** RECORD SET **
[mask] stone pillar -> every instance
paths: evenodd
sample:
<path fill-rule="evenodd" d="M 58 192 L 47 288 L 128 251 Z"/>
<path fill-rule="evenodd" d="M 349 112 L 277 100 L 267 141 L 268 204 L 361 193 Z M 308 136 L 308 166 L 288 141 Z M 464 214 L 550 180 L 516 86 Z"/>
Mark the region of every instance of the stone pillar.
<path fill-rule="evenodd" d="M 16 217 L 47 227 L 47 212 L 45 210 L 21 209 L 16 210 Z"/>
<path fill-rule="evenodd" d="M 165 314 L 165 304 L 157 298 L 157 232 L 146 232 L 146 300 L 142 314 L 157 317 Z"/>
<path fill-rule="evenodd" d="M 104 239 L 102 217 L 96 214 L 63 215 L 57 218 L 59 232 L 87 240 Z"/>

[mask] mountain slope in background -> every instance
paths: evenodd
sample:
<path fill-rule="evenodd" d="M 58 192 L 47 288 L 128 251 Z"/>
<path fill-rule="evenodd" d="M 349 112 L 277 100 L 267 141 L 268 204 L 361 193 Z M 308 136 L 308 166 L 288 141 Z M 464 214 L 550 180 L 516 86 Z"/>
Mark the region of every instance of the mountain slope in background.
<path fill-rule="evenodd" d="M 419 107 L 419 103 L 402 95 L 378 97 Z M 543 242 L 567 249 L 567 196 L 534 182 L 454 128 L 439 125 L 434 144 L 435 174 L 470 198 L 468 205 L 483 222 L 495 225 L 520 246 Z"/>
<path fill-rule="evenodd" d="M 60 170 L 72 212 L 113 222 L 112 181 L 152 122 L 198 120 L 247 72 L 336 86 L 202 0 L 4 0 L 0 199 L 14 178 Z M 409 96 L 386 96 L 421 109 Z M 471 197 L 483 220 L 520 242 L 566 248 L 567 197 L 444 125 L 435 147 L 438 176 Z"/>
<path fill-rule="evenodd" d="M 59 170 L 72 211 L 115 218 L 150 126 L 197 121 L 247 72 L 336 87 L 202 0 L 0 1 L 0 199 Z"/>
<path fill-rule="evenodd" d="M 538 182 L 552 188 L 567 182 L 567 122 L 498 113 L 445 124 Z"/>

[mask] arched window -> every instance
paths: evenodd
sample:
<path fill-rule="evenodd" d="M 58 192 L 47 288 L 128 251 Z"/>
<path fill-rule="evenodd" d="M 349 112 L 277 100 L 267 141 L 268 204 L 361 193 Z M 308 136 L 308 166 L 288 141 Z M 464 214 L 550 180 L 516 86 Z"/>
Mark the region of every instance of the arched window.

** TASK INSTRUCTIONS **
Reproduce the records verbatim, starting with their first line and going on through the line that contains "538 182 L 552", including both of these lines.

** THE RESULT **
[mask] stone pillar -> every instance
paths: evenodd
sample:
<path fill-rule="evenodd" d="M 58 192 L 47 288 L 128 251 Z"/>
<path fill-rule="evenodd" d="M 349 112 L 277 100 L 267 141 L 268 204 L 361 193 Z M 308 136 L 308 166 L 288 141 Z M 464 214 L 550 180 L 516 86 Z"/>
Mark the region of every instance of the stone pillar.
<path fill-rule="evenodd" d="M 16 217 L 47 227 L 47 212 L 45 210 L 21 209 L 16 210 Z"/>
<path fill-rule="evenodd" d="M 165 314 L 165 304 L 157 298 L 157 232 L 146 232 L 146 300 L 142 314 L 157 317 Z"/>
<path fill-rule="evenodd" d="M 104 239 L 102 217 L 96 214 L 63 215 L 57 218 L 59 232 L 87 240 Z"/>

[mask] mountain slope in background -> every instance
paths: evenodd
sample:
<path fill-rule="evenodd" d="M 58 192 L 47 288 L 128 251 Z"/>
<path fill-rule="evenodd" d="M 349 112 L 277 100 L 267 141 L 268 204 L 361 193 Z M 308 136 L 308 166 L 288 141 Z M 464 214 L 550 180 L 516 86 Z"/>
Mark the region of every instance of the mountain slope in background.
<path fill-rule="evenodd" d="M 419 107 L 419 103 L 402 95 L 378 97 Z M 543 242 L 567 249 L 567 196 L 534 182 L 454 128 L 439 125 L 434 144 L 435 174 L 470 198 L 468 205 L 483 222 L 495 225 L 520 246 Z"/>
<path fill-rule="evenodd" d="M 60 170 L 72 212 L 113 222 L 112 181 L 152 122 L 198 120 L 247 72 L 336 86 L 202 0 L 4 0 L 0 199 L 14 178 Z M 409 96 L 386 96 L 421 109 Z M 471 197 L 483 220 L 520 242 L 566 248 L 567 197 L 444 125 L 435 147 L 438 176 Z"/>
<path fill-rule="evenodd" d="M 59 170 L 72 211 L 115 218 L 150 126 L 197 121 L 247 72 L 336 87 L 202 0 L 0 1 L 0 199 Z"/>
<path fill-rule="evenodd" d="M 538 182 L 552 188 L 567 182 L 567 122 L 498 113 L 445 124 Z"/>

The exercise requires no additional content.